*Reading passage:*
There is a program that is awesome! Soapmaker. I think the address is www.soapmaker.ca. It's not free, but worth every penny. Tracks your purchases, formulas, costs, keeps inventory, etc.


----------



## Sheryl (Oct 27, 2007)

I might try messing arouind with the excel, I haven't used it before. I saw the soapmaker software...out of the budget right now, but it looked really good. Thanks

sheryl


----------



## jdranch (Jan 31, 2010)

Good to hear you did good with Weatherford Trade Days- it has *stunk* for me. 
Soapmaker is very good for pricing how much your soap cost and tracking. Something worth budgeting for if you are going to sell a lot of soap imo.


----------



## NubianSoaps.com (Oct 26, 2007)

I wouldn't be purchasing from any supplier if I had to use 1OPP of their scent. There is no way with essential oils you should ever have to use that much, especially mints and other single noted scents as top notes. I only have one fragrance oil that I use at 1OPP, and other than essential oils that you use a few ounces for large pours, spending $20 + for soap making oils per pound isn't money well spent. Change your supplier or change your line. Like the list of oils you are using...save those high end oils and high end fragrance oils for leave on products. Vicki


----------



## Sheryl (Oct 27, 2007)

@ Vicki.....I was afraid you were gonna post on here and say that. :laughcry :laughcry :laughcry

I have fo's from everywhere, Lone Star Candle, Greenleaf, Oregon Trails, Nature's Garden, Bitter Creek, Taylored Concepts, WSP, Royal Aeromatics, Aroma Haven....Soapmaking Essential Oil's, Some old ones from Susan Anderson

None of them to me are strong enough to go less than 1oz PPO. I know the few things I have gotten from Lillian are much stronger, and I can get by with less. 

I guess I just like a strong smelling soap? But it just seems to me cost wise I am using too much. After all this time, I'm back to the drawing board I guess. I guess my biggest problem is being able to afford the good stuff? Grrrrrr

Maybe when the farm sells, I can get what I want.

sheryl :/


----------



## NubianSoaps.com (Oct 26, 2007)

I buy from Aroma Haven and WSP, from your list, not one of the scents I buy do I use 1 OPP. Have you tried them at less to see if you get the same effect? Also as soon as you are done with cure get those soaps wrapped or put into rubbermaid, the soap leaving the ouside of the bar is not the scent fading....you really have to use your bar to see if the scent stuck or not. Vicki


----------



## Sheryl (Oct 27, 2007)

I guess I will try some at less and see what I get. I usually cure for 3 weeks or 4 weeks then wrap and I have plastic bins with lids I Put the soap in....individual for each scent. I did a pink panties from WSP, and I don't think it would have smelled as good if I had used less than 1 oz PP. But I do think my soap is too costly. I am just gonna have to sit and do the math better. My Aroma Havens have been itty bitty batches cause they were from sample bottles. And I so loved the scents.I have to been able to do a large batch yet.

Thanks for the input Vicki. I appreciate it.

Sheryl


----------

*What is asked:* Decide whether each statement agrees with the soapmaking thread, and give yes or no with the words from the thread that settle it. (a) Sheryl says the Soapmaker software fits within the current budget. (b) Vicki buys from Aroma Haven and WSP. (c) Sheryl usually cures soap for three or four weeks before wrapping it.

*Dataset extract:*

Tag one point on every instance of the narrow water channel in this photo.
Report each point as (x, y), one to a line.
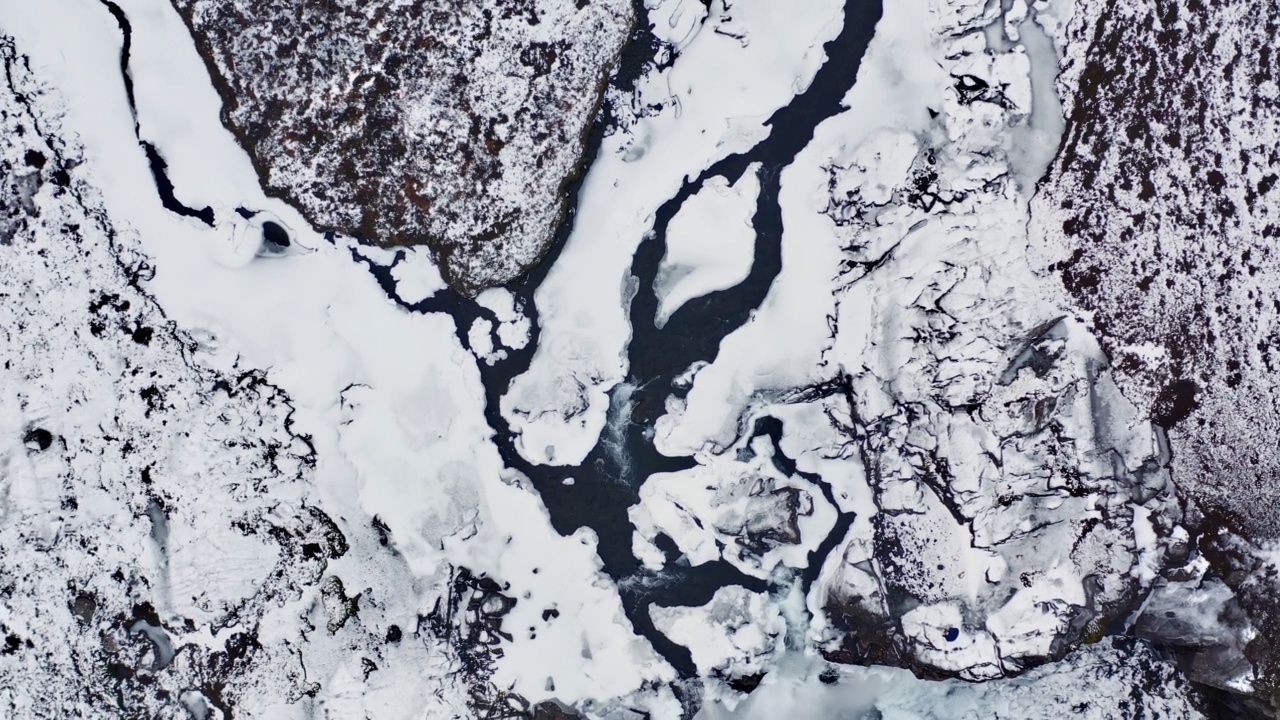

*Worked answer:*
(a) No: "out of the budget right now"
(b) Yes: "I buy from Aroma Haven and WSP"
(c) Yes: "I usually cure for 3 weeks or 4 weeks then wrap"